Monday remained quiet, watching DVD’s, reading etc. I received some bad news from Prof Marks. The transplant may be delayed 2 weeks, this was later reduced to 1 week. This has the advantage of I can see more of my friends but in truth it is delaying the inevitable. I just want to get on with it. The quicker it starts the quicker I’m potentially cured. I’ve always been told I’m very patient. I may be losing that quality. My CRP counts go up.. the is still an infection. Where? I have developed a hard lump by the bandage on my leg. Prof Marks decides scans are required asap. Visitors come on in leaving me absolutely knackered, I knew about some but not all of them. I was left tired out and once they had left I tried to sleep straight away only for constant drip or change of drugs to wake me. I was actually of my drugs quite early. However someone else on the ward had been given something which sounded brilliant. I was woken by a man in hysteric laughter. This continued for around 10 min. At first it was quite funny but then became quite annoying as it kept me awake. A nurse heading over and I could clearly hear her ask “Mr ???? what is wrong?” to which the reply was “get these ferrets off me they are tickling me!!” The nurse must have caught all the ferrets as he stopped laughing (for awhile).

▶ _Dataset records_
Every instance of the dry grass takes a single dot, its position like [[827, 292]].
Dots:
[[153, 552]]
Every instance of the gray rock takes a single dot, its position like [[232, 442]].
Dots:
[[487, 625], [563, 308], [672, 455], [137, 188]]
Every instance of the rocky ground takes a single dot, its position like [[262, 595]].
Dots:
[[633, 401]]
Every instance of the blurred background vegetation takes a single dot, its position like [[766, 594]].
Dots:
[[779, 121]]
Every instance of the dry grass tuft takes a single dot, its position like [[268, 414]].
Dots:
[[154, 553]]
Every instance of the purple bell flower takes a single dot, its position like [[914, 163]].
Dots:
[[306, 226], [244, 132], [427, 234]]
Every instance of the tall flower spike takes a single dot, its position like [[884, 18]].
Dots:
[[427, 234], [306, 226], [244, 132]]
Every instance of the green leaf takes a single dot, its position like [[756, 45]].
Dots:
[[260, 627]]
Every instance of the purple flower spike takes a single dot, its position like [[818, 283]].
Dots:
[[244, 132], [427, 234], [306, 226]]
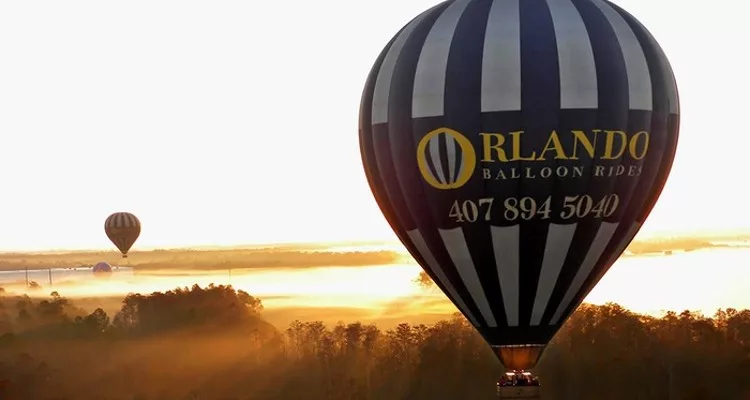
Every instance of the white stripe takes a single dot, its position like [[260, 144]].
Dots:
[[506, 246], [455, 243], [578, 86], [556, 249], [600, 242], [665, 67], [429, 82], [416, 237], [381, 94], [501, 59], [636, 67]]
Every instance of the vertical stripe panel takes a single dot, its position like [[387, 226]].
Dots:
[[429, 83], [501, 61]]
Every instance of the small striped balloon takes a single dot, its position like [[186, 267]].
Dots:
[[123, 229], [516, 147]]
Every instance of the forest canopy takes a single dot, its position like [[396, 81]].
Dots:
[[213, 343]]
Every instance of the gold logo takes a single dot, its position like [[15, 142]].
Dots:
[[452, 169]]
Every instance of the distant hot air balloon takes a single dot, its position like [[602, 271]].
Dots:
[[516, 148], [123, 229], [102, 269]]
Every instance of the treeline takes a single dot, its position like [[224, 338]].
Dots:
[[212, 343], [206, 259]]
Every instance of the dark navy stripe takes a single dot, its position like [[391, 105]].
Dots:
[[407, 183], [463, 92], [612, 113], [540, 106]]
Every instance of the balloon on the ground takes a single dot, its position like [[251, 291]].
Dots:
[[516, 148], [123, 229]]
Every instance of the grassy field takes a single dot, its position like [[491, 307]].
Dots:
[[182, 259], [284, 256]]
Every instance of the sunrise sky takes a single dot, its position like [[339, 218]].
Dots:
[[231, 122]]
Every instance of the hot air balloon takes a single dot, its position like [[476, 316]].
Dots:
[[123, 229], [516, 148], [102, 269]]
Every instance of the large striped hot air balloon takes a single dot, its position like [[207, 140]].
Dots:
[[516, 147], [102, 268], [123, 229]]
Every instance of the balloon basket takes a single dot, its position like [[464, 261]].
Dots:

▶ _Task statement_
Go on with the hospital diary entry, starting right after its final sentence. The listing has no connection to the hospital diary entry.

▶ _Task output_
I only found out today that been in a room in isolation really does isolate you from everything outside the room. I had still considered myself part of the ward. The nurses gossip and you can hear enough to know if it’s busy or quiet. I had distracted myself with the 2nd half of Godfather 2 but on a general observation check up making small talk to the nurse turned out I’d been missing a massive drama on the ward. The entire ward had been quarantined. A case of the Nora virus and C-Deficial (forgive spelling) had been found in the morning. This meant no visitors and more importantly I was not allowed to go for any scans or tests as no one was allowed to leave. Tracing any infection and acting on it would be impossible without leaving the ward.. I’ve been in quarantine for the last month so I can’t have it! I just want a scan done on my leg to see if its infected? Eventually I’m quickly prepared and rushed out of my room for a CT scan. I assume this must have been the infection controls tea break. The CT scan is extremely useful it shows their is something there but the doctors don’t know what it is? They decide to operate, I assume this would be another cut open and take everything out operation. This would mean the scar would be as big as my thigh… that would make a Hippo slightly more believable as it would have had to have been a midget hippo before, I must also learn how to explain this in Spanish.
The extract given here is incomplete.